EXERCISE TEXT:
BEGIN

Common names (selected) English: broadleaf milkweed, butterfly flower, common milkweed, cotton weed, milkweed, silkweed, silky swallowwort, Virginia silk, wild cotton; French: asclepiade, asclepiade de Syrie, cotonnier, petit-cochon; German: Gehoernte Seidenpflanze; Spanish: asclepiad, vencetosigo comun

Description: Herbaceous perennial

Native regions and distribution: Native to northeastern, north central and southeastern U.S. and southern Canada but deforestation has expanded its range so it is now found throughout the U.S., Canada, and in parts of Europe where it is considered invasive. It is also found in Japan.

Urban habitat: Grows best in open sun and can thrive in disturbed habitats with high pH levels in soil. Commonly found in un-mowed meadows, sandy roadsides, vacant lots, waste dumps and along railroad tracks.

Ecological function: Disturbance-adapted colonizer. Food and habitat for wildlife including as the main host plant for larvae of the Monarch butterfly.

History / human uses: The follicles of A. syriaca were gathered during World War II for their fluffy seeds, to use as a substitute for the fiber obtained from the seedpods of the Kapok tree, for use in emergency flotation devices. Unsuccessful attempts have been made to industrialize the production of rubber and fiber from the plant. A. syriaca was a staple for numerous Native American tribes who chewed the dried latex and used the inner bark fiber to create textiles and rope. An infusion of the pounded roots was used by the women of some native North American Indian tribes to promote temporary sterility. The Cherokee and many other tribes used the roots to treat a variety of ailments, including asthma, dropsy, heart problems, kidney ailments, stomach aches, rheumatism, respiratory, sterility, warts, venereal diseases and to instigate lactation after childbirth. The leaves and/or the latex are used in folk remedies for treating cancer and tumors and the milky latex from the stems and leaves is used in the treatment of warts. The Chippewa and Dakota consumed the plant as a vegetable and the Menominee used its outer bark for making cords. A. syriaca has a long history as use in human food and is edible when cooked, although raw, its leaves and seedpods are toxic to sheep and other large mammals. The unopened cooked flower buds are used like broccoli and are said to taste like peas. When boiled, the flower clusters make a brown sugary syrup. The latex in the stems can be made into a chewing gum.

END

WHAT IS EXPECTED:
Transcribe the milkweed text from "Common names (selected)" down to "found in Japan.".

DATA FOR ANALYSIS:
BEGIN

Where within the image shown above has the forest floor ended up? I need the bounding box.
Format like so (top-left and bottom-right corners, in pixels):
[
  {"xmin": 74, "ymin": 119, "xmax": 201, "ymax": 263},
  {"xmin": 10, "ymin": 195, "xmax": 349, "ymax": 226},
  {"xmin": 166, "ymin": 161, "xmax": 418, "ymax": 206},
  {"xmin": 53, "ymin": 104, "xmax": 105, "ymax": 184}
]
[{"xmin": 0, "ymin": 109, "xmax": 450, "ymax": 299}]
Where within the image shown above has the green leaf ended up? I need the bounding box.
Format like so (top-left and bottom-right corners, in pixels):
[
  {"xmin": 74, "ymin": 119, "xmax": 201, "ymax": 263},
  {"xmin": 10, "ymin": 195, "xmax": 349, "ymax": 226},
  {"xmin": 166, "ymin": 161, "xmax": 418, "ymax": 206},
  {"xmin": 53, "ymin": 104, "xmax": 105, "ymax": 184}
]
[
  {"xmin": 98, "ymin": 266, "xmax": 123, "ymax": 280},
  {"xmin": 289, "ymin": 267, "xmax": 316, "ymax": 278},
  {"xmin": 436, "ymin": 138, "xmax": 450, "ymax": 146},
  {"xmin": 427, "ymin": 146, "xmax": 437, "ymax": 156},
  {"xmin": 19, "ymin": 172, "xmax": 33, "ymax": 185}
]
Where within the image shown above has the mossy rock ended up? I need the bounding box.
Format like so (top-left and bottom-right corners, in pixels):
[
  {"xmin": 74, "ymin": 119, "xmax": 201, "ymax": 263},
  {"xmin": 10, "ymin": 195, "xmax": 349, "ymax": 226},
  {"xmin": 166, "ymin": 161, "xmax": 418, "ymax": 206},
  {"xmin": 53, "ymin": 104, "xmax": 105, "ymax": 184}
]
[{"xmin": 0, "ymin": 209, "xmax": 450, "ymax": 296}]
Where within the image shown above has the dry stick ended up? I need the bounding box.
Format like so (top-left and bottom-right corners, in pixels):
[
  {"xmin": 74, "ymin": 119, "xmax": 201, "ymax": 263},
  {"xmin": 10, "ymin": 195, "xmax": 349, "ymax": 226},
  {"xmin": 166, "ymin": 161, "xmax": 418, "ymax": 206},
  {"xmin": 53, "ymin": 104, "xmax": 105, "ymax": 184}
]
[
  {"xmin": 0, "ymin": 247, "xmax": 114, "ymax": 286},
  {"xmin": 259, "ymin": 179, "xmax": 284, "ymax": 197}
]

END

RESULT OF THIS EXERCISE:
Common names (selected) English: broadleaf milkweed, butterfly flower, common milkweed, cotton weed, milkweed, silkweed, silky swallowwort, Virginia silk, wild cotton; French: asclepiade, asclepiade de Syrie, cotonnier, petit-cochon; German: Gehoernte Seidenpflanze; Spanish: asclepiad, vencetosigo comun

Description: Herbaceous perennial

Native regions and distribution: Native to northeastern, north central and southeastern U.S. and southern Canada but deforestation has expanded its range so it is now found throughout the U.S., Canada, and in parts of Europe where it is considered invasive. It is also found in Japan.